■ The data:
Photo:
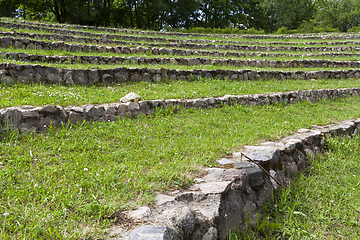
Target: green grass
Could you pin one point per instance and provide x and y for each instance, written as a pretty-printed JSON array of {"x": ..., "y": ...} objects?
[
  {"x": 157, "y": 40},
  {"x": 40, "y": 94},
  {"x": 209, "y": 37},
  {"x": 64, "y": 184},
  {"x": 324, "y": 203},
  {"x": 174, "y": 66},
  {"x": 298, "y": 56}
]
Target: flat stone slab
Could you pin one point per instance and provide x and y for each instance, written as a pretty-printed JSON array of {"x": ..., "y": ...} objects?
[
  {"x": 161, "y": 199},
  {"x": 154, "y": 233},
  {"x": 212, "y": 187},
  {"x": 131, "y": 97}
]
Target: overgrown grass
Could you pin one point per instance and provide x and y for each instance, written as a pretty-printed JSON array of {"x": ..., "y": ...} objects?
[
  {"x": 212, "y": 37},
  {"x": 65, "y": 184},
  {"x": 324, "y": 203},
  {"x": 176, "y": 66},
  {"x": 283, "y": 57},
  {"x": 40, "y": 94}
]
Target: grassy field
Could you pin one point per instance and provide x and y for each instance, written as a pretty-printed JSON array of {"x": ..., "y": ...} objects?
[
  {"x": 67, "y": 183},
  {"x": 323, "y": 203},
  {"x": 42, "y": 94},
  {"x": 297, "y": 56}
]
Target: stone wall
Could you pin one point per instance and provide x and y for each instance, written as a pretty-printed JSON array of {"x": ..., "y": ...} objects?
[
  {"x": 103, "y": 37},
  {"x": 10, "y": 72},
  {"x": 232, "y": 193},
  {"x": 71, "y": 59},
  {"x": 173, "y": 43},
  {"x": 315, "y": 36},
  {"x": 38, "y": 119}
]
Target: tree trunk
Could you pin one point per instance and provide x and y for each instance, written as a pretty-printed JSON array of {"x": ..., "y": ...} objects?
[{"x": 24, "y": 9}]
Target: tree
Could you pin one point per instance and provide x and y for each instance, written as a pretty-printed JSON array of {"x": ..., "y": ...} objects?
[
  {"x": 340, "y": 14},
  {"x": 287, "y": 13}
]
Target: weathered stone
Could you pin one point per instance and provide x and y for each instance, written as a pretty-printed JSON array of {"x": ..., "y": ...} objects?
[
  {"x": 211, "y": 234},
  {"x": 5, "y": 78},
  {"x": 68, "y": 78},
  {"x": 182, "y": 219},
  {"x": 299, "y": 158},
  {"x": 272, "y": 153},
  {"x": 121, "y": 76},
  {"x": 161, "y": 199},
  {"x": 75, "y": 117},
  {"x": 212, "y": 187},
  {"x": 141, "y": 213},
  {"x": 130, "y": 97},
  {"x": 255, "y": 174},
  {"x": 154, "y": 233},
  {"x": 107, "y": 78}
]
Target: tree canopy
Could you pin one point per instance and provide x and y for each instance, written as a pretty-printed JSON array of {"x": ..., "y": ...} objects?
[{"x": 269, "y": 15}]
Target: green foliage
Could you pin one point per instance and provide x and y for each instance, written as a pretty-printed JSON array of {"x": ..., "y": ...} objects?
[
  {"x": 282, "y": 30},
  {"x": 354, "y": 29},
  {"x": 337, "y": 14},
  {"x": 321, "y": 204},
  {"x": 287, "y": 13},
  {"x": 67, "y": 183}
]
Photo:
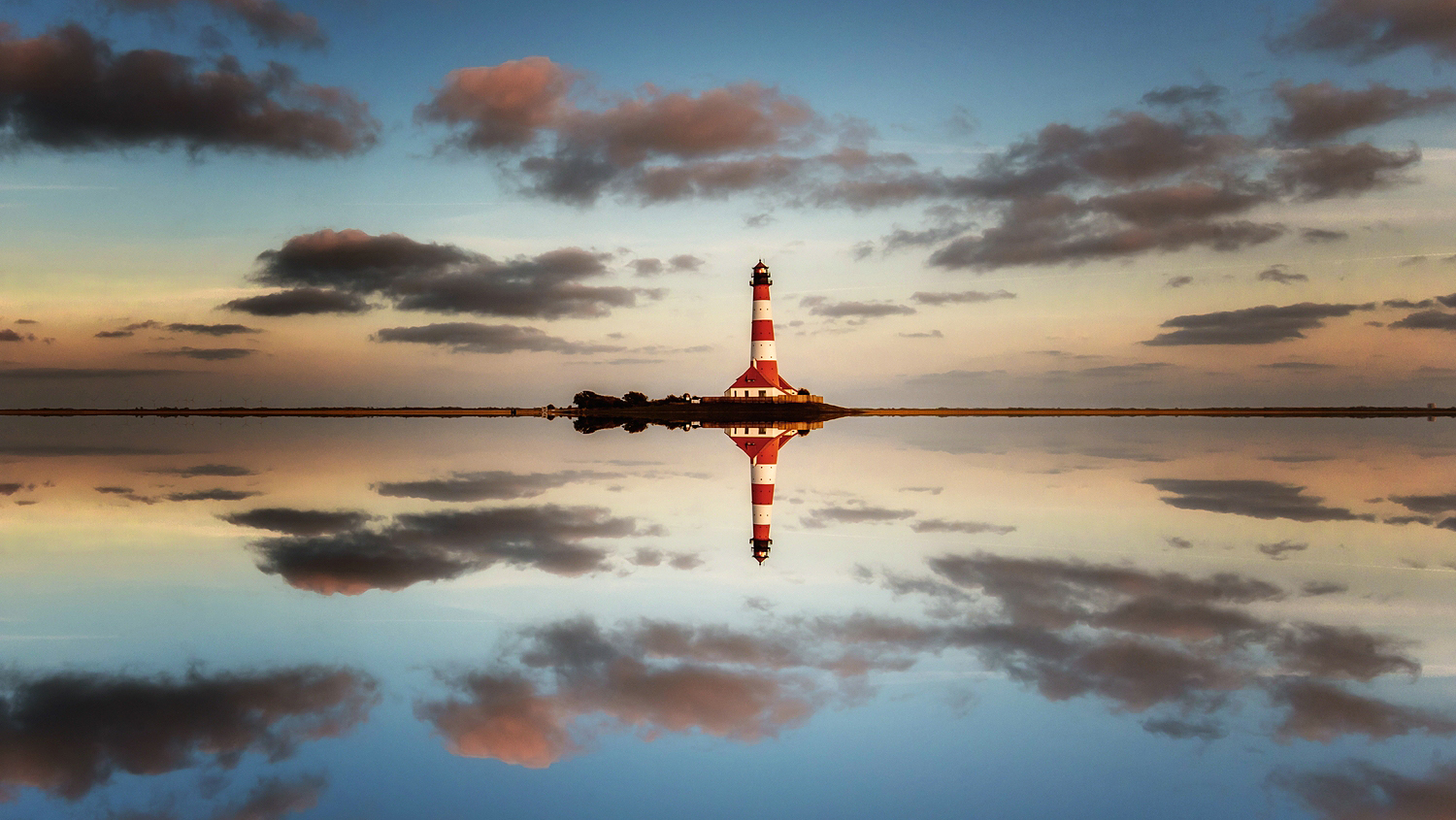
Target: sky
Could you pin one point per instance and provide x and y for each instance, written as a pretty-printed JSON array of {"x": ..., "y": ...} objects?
[{"x": 1065, "y": 204}]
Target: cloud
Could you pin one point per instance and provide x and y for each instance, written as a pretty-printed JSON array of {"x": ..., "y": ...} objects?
[
  {"x": 474, "y": 337},
  {"x": 70, "y": 733},
  {"x": 482, "y": 485},
  {"x": 206, "y": 354},
  {"x": 861, "y": 311},
  {"x": 213, "y": 496},
  {"x": 232, "y": 471},
  {"x": 1206, "y": 93},
  {"x": 1251, "y": 325},
  {"x": 966, "y": 296},
  {"x": 585, "y": 680},
  {"x": 1277, "y": 549},
  {"x": 431, "y": 546},
  {"x": 1363, "y": 791},
  {"x": 1318, "y": 235},
  {"x": 415, "y": 276},
  {"x": 972, "y": 528},
  {"x": 1324, "y": 172},
  {"x": 67, "y": 90},
  {"x": 1254, "y": 499},
  {"x": 274, "y": 797},
  {"x": 654, "y": 145},
  {"x": 1365, "y": 29},
  {"x": 824, "y": 516},
  {"x": 268, "y": 20},
  {"x": 1280, "y": 274},
  {"x": 300, "y": 302},
  {"x": 55, "y": 373},
  {"x": 1430, "y": 505},
  {"x": 1322, "y": 712},
  {"x": 1427, "y": 320},
  {"x": 1321, "y": 111},
  {"x": 684, "y": 262},
  {"x": 299, "y": 522}
]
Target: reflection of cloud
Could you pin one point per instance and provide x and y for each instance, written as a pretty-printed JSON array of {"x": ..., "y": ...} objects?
[
  {"x": 70, "y": 733},
  {"x": 480, "y": 485},
  {"x": 657, "y": 679},
  {"x": 858, "y": 514},
  {"x": 431, "y": 546},
  {"x": 1254, "y": 499}
]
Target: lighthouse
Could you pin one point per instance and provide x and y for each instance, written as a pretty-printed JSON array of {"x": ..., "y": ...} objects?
[
  {"x": 762, "y": 446},
  {"x": 762, "y": 378}
]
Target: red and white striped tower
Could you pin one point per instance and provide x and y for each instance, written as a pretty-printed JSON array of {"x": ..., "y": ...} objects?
[
  {"x": 762, "y": 378},
  {"x": 762, "y": 444}
]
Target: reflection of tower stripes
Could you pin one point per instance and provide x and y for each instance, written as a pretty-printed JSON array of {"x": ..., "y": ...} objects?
[
  {"x": 762, "y": 444},
  {"x": 762, "y": 378}
]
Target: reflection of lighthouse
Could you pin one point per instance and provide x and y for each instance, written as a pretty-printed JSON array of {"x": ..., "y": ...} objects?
[
  {"x": 762, "y": 444},
  {"x": 762, "y": 378}
]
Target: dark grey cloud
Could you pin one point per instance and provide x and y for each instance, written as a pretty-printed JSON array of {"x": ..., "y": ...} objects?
[
  {"x": 430, "y": 546},
  {"x": 1321, "y": 111},
  {"x": 1182, "y": 730},
  {"x": 972, "y": 528},
  {"x": 1427, "y": 320},
  {"x": 67, "y": 90},
  {"x": 858, "y": 514},
  {"x": 1260, "y": 325},
  {"x": 1318, "y": 235},
  {"x": 1322, "y": 712},
  {"x": 1280, "y": 274},
  {"x": 655, "y": 146},
  {"x": 55, "y": 373},
  {"x": 300, "y": 302},
  {"x": 958, "y": 297},
  {"x": 230, "y": 471},
  {"x": 852, "y": 311},
  {"x": 206, "y": 354},
  {"x": 1429, "y": 505},
  {"x": 213, "y": 496},
  {"x": 1255, "y": 499},
  {"x": 573, "y": 680},
  {"x": 1322, "y": 172},
  {"x": 268, "y": 20},
  {"x": 70, "y": 733},
  {"x": 443, "y": 279},
  {"x": 299, "y": 522},
  {"x": 274, "y": 797},
  {"x": 1277, "y": 549},
  {"x": 482, "y": 485},
  {"x": 1365, "y": 29},
  {"x": 1205, "y": 93},
  {"x": 1365, "y": 791},
  {"x": 474, "y": 337},
  {"x": 1322, "y": 589}
]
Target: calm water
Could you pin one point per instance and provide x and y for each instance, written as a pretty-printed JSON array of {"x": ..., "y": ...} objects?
[{"x": 958, "y": 618}]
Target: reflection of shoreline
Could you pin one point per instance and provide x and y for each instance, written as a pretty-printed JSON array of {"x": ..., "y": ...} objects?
[{"x": 718, "y": 412}]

■ What you should do: Only lines containing "lighthouse" belong in the answer; copy every such line from the records.

■ Result for this exercise:
Target: lighthouse
Target: reflection of lighthouse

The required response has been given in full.